Directive: Determine how many of the lines below contain the string "handle", and give only that number.

Stored data:
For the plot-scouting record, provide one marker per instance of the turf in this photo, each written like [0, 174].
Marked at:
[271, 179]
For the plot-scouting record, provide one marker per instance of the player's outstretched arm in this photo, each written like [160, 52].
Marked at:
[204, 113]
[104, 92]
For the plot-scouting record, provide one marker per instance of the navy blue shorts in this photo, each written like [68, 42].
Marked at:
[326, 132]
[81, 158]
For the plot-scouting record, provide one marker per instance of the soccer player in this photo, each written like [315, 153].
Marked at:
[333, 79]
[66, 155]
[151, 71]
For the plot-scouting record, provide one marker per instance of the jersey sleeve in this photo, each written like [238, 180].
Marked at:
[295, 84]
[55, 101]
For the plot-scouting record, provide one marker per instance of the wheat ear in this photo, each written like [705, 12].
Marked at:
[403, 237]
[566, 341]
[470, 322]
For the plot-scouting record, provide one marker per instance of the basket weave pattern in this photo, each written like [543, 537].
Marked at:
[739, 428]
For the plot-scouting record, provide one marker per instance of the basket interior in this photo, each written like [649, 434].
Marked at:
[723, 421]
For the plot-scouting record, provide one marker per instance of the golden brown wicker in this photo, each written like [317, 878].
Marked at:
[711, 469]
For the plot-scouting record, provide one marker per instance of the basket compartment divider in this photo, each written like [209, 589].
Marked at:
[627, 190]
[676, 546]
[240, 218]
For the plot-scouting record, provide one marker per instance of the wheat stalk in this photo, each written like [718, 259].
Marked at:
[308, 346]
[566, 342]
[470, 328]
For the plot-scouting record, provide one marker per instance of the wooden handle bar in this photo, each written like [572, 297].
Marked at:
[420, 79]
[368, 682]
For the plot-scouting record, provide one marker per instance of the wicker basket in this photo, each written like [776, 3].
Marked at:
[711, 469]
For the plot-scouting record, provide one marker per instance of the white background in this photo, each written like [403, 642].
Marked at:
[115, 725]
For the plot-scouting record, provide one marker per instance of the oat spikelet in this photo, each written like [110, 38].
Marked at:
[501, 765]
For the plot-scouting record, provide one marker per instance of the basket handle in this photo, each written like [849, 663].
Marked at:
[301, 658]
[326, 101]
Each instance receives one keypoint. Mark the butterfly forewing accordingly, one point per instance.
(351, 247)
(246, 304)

* * *

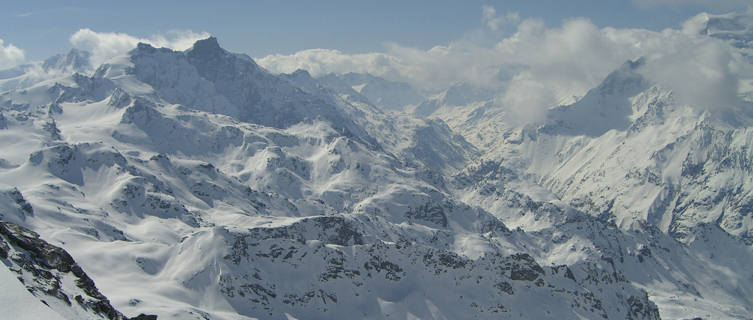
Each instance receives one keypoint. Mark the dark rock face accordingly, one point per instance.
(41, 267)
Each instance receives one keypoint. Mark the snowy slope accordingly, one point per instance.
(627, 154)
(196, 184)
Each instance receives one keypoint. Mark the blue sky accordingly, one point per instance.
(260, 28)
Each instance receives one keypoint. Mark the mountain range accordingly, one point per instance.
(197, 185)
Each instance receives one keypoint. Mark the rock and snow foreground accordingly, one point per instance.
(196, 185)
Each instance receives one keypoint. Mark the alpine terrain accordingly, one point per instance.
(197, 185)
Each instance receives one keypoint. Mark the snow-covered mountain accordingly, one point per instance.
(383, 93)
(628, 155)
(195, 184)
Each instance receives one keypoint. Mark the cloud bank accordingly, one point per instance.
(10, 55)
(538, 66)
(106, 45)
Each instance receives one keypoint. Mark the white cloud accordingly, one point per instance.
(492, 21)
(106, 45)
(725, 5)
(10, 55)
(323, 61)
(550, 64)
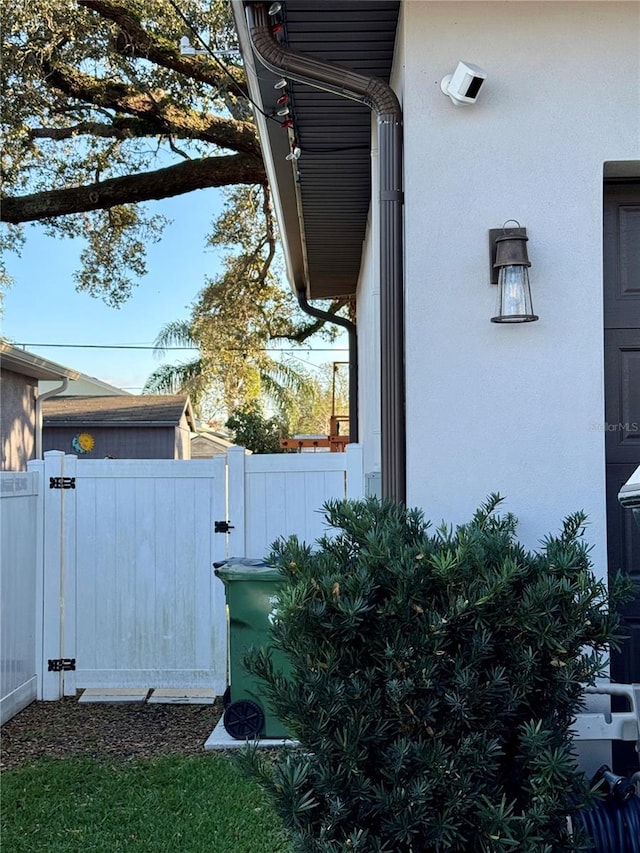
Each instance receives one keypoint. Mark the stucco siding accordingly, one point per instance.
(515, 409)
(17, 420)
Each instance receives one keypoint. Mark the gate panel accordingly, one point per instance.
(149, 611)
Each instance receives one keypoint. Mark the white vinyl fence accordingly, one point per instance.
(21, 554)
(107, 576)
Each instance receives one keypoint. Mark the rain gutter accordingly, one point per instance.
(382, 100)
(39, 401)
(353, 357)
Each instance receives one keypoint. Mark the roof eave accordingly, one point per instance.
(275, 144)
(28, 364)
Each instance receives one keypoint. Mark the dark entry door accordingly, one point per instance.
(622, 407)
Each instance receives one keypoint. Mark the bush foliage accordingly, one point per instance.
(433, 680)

--

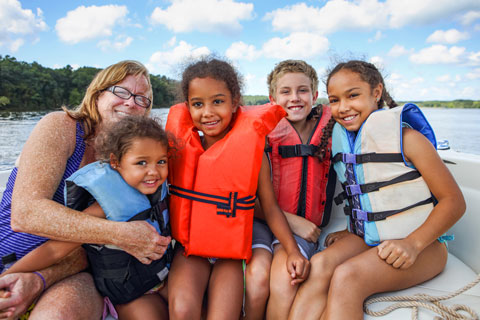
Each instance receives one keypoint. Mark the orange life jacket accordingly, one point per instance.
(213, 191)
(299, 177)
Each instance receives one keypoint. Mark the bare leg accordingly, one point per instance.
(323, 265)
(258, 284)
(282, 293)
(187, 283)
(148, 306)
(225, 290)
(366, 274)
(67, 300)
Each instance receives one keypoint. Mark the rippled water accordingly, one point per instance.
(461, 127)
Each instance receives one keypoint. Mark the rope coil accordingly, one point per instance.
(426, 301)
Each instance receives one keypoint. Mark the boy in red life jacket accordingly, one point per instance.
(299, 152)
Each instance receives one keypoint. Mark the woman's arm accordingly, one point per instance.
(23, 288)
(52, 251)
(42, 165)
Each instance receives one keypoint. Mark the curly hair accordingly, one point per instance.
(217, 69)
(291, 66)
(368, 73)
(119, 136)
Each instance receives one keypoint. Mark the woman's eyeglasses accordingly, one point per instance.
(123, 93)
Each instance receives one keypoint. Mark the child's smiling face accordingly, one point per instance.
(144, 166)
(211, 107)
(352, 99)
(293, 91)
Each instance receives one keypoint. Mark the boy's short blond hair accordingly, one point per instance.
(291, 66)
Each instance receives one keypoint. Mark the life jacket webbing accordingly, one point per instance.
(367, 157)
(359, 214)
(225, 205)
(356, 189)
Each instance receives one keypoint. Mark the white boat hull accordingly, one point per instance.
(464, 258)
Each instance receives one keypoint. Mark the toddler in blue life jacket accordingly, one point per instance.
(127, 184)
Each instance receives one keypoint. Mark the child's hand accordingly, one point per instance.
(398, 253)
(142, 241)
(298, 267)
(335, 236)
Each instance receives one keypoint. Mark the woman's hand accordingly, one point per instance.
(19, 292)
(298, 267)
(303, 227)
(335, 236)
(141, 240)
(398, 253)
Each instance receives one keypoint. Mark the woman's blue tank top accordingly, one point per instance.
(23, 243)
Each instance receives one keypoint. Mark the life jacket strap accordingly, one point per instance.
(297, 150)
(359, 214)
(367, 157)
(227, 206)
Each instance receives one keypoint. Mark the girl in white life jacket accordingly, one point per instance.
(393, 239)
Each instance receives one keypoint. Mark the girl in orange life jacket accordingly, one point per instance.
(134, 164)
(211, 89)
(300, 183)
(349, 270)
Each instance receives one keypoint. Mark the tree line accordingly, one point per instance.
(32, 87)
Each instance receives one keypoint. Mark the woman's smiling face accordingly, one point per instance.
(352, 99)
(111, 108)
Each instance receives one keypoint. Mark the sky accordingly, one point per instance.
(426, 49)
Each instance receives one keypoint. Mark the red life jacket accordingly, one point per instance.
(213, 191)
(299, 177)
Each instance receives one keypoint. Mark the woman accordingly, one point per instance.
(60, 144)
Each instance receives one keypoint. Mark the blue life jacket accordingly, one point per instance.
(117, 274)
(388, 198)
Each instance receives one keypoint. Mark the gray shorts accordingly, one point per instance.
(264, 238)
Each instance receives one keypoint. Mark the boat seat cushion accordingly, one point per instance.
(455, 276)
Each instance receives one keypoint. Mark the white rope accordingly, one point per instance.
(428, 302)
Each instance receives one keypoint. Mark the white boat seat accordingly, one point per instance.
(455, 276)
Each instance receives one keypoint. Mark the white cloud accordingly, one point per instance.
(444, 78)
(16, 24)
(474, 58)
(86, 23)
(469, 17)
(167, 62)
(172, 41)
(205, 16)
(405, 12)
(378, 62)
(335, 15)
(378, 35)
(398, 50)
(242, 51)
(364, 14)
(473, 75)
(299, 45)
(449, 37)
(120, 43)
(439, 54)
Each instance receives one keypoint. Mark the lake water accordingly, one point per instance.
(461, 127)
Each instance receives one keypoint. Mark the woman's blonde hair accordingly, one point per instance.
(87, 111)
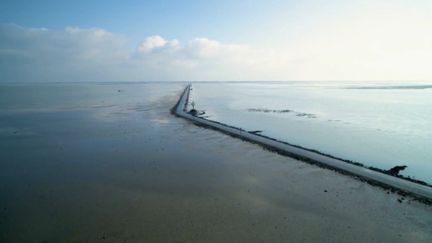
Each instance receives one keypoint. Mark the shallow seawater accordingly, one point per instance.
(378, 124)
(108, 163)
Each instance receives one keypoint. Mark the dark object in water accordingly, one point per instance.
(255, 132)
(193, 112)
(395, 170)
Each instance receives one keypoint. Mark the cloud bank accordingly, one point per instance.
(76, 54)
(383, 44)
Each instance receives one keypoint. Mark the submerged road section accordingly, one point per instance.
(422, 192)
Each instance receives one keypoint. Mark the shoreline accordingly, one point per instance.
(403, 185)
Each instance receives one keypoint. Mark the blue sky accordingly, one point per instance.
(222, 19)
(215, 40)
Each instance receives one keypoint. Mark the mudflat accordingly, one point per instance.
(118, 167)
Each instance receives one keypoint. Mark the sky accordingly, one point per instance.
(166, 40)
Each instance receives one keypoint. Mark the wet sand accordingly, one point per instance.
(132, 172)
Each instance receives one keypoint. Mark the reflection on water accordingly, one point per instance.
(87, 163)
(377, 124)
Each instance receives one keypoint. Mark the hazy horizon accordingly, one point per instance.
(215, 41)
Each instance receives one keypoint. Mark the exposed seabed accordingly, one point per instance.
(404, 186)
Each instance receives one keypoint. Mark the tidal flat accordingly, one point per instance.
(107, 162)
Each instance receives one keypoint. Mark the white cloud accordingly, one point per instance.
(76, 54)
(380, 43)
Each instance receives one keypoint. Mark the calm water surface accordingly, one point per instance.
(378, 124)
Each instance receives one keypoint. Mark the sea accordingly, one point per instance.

Answer to the exercise: 2